▶ **Aim**
Copy the lines below exactly as they are, character for character.

▶ **Input records**

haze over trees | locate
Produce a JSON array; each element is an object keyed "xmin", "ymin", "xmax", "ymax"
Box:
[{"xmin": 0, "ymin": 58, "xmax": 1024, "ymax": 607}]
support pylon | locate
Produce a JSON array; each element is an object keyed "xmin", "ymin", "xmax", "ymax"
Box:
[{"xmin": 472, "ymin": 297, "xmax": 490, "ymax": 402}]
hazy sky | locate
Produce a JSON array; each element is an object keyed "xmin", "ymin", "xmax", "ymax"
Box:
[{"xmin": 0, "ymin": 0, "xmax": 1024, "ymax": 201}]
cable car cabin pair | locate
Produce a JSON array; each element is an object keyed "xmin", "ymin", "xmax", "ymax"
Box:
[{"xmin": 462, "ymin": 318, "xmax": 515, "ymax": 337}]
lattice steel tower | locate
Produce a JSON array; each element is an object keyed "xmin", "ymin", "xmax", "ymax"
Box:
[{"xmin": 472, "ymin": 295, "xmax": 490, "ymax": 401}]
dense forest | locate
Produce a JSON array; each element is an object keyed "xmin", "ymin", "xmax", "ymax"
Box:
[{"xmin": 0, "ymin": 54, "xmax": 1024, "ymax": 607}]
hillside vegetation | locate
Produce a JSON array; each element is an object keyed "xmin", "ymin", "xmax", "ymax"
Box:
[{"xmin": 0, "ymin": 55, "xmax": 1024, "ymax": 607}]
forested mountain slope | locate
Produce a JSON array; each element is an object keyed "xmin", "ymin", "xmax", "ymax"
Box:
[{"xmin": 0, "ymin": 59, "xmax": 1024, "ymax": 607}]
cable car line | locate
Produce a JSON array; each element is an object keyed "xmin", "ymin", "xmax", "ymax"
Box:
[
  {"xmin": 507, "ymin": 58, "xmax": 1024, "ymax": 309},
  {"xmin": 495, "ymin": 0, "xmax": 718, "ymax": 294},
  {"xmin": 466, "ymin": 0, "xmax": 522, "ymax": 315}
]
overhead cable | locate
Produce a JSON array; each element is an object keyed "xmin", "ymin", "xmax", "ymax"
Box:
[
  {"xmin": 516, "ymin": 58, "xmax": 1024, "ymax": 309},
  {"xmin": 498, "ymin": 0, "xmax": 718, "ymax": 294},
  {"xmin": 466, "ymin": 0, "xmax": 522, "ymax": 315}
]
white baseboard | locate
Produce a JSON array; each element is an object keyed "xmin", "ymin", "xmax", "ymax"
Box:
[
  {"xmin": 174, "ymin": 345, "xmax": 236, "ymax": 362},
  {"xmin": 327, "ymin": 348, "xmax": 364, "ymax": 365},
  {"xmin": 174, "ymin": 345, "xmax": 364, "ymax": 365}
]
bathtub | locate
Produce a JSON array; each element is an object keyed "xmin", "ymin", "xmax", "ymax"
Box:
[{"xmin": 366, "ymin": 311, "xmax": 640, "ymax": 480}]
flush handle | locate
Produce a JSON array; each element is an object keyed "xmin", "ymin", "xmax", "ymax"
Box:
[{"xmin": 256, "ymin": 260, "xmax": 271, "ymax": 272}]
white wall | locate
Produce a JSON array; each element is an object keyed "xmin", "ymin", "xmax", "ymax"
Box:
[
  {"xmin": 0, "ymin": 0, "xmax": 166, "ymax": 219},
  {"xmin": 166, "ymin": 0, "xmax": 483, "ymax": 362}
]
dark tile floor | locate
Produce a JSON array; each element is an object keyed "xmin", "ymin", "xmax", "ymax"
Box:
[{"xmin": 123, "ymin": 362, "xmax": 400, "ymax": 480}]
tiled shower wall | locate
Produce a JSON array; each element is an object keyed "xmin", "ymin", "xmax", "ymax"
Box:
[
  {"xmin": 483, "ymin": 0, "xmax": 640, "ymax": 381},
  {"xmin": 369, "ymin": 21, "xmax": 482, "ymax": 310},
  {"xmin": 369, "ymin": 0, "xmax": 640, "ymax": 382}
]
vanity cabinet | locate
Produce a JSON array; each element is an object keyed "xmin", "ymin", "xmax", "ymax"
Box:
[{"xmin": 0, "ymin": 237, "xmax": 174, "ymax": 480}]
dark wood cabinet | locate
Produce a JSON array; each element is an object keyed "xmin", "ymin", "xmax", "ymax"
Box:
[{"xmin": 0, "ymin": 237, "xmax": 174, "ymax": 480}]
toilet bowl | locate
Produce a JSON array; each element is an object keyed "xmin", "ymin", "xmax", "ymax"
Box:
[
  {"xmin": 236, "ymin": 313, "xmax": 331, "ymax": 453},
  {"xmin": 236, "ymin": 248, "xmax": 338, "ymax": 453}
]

▶ **Answer**
haze over trees | locate
Produce a JSON array; each element is an object keyed "xmin", "ymin", "xmax", "ymax"
Box:
[{"xmin": 0, "ymin": 58, "xmax": 1024, "ymax": 607}]
support pylon | locate
Produce a JSON array; each element is an object keyed "xmin", "ymin", "xmax", "ymax"
Box:
[{"xmin": 472, "ymin": 297, "xmax": 490, "ymax": 402}]
hazy sky | locate
Produce a JSON array; each element is an object keyed "xmin", "ymin", "xmax", "ymax"
Box:
[{"xmin": 0, "ymin": 0, "xmax": 1024, "ymax": 201}]
cable car cabin pair | locate
Produce a JSON array; each element is an object keyed "xmin", "ymin", "xmax", "ymax"
Box:
[{"xmin": 462, "ymin": 318, "xmax": 515, "ymax": 337}]
lattice steel tower | locate
Produce a JSON array; each element is an object keyed "xmin", "ymin", "xmax", "ymax"
Box:
[{"xmin": 472, "ymin": 295, "xmax": 490, "ymax": 401}]
dense forest | locate
Produce a JSON array; each element is an object keyed "xmin", "ymin", "xmax", "ymax"
Box:
[{"xmin": 0, "ymin": 54, "xmax": 1024, "ymax": 607}]
hillside vegetation | locate
Produce a JSON array; each element is an object keyed "xmin", "ymin", "xmax", "ymax"
Box:
[{"xmin": 0, "ymin": 55, "xmax": 1024, "ymax": 607}]
forested mountain slope | locate
Produce a JSON array; each element is an object keyed "xmin", "ymin", "xmax", "ymax"
Box:
[{"xmin": 0, "ymin": 59, "xmax": 1024, "ymax": 607}]
cable car line | locate
Produce a JSON array; each element is an object keyed "xmin", "ymin", "xmax", "ymax"
Box:
[
  {"xmin": 507, "ymin": 58, "xmax": 1024, "ymax": 309},
  {"xmin": 495, "ymin": 0, "xmax": 718, "ymax": 294},
  {"xmin": 466, "ymin": 0, "xmax": 522, "ymax": 315}
]
overhead cable | locate
Produce a JSON array; each element is an object keyed "xmin", "ymin", "xmax", "ymax"
Box:
[
  {"xmin": 516, "ymin": 58, "xmax": 1024, "ymax": 309},
  {"xmin": 498, "ymin": 0, "xmax": 718, "ymax": 294},
  {"xmin": 466, "ymin": 0, "xmax": 522, "ymax": 315}
]
white baseboard | locate
Produce a JSON array; each element is an object keyed "xmin", "ymin", "xmax", "ymax"
Box:
[
  {"xmin": 174, "ymin": 345, "xmax": 236, "ymax": 362},
  {"xmin": 327, "ymin": 348, "xmax": 364, "ymax": 365},
  {"xmin": 174, "ymin": 345, "xmax": 364, "ymax": 365}
]
bathtub | locate
Produce a JSON array; each element is an object keyed "xmin", "ymin", "xmax", "ymax"
Box:
[{"xmin": 366, "ymin": 311, "xmax": 640, "ymax": 480}]
flush handle | locate
Produce a JSON array; each element is an object keyed "xmin", "ymin", "xmax", "ymax"
Box:
[{"xmin": 256, "ymin": 260, "xmax": 271, "ymax": 272}]
white wall | locate
Produce a JSON array; each element is an object keyed "xmin", "ymin", "xmax", "ymax"
Box:
[
  {"xmin": 0, "ymin": 0, "xmax": 166, "ymax": 219},
  {"xmin": 166, "ymin": 0, "xmax": 483, "ymax": 362}
]
dark tile floor | locate
Produce a JSON array; each element is an object keyed "xmin", "ymin", "xmax", "ymax"
Box:
[{"xmin": 123, "ymin": 362, "xmax": 400, "ymax": 480}]
tiled shower wall | locate
Produce a JSON array; each element is an object keyed "xmin", "ymin", "xmax", "ymax"
Box:
[
  {"xmin": 483, "ymin": 0, "xmax": 640, "ymax": 381},
  {"xmin": 369, "ymin": 21, "xmax": 482, "ymax": 310},
  {"xmin": 369, "ymin": 0, "xmax": 640, "ymax": 382}
]
vanity cabinet | locate
Produce a JSON array; each element is an object keyed "xmin", "ymin", "xmax", "ymax"
Box:
[{"xmin": 0, "ymin": 237, "xmax": 174, "ymax": 480}]
dark wood cabinet | locate
Produce a JSON array; each element is an object keyed "xmin", "ymin", "xmax", "ymax"
Box:
[{"xmin": 0, "ymin": 237, "xmax": 174, "ymax": 480}]
toilet bowl | locate
Produce a JSON array; each element is an object keyed "xmin", "ymin", "xmax", "ymax"
Box:
[
  {"xmin": 236, "ymin": 313, "xmax": 331, "ymax": 453},
  {"xmin": 236, "ymin": 248, "xmax": 338, "ymax": 453}
]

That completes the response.